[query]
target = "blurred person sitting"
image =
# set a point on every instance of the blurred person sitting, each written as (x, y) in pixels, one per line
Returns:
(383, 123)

════════

**Task to complete:** Please reproduce the records above line for line, without changing anything.

**Solution:**
[query]
target = "blurred person sitting"
image =
# set a point on every instance of the blurred person sitting, each written as (x, y) in pixels, one per line
Returns:
(383, 123)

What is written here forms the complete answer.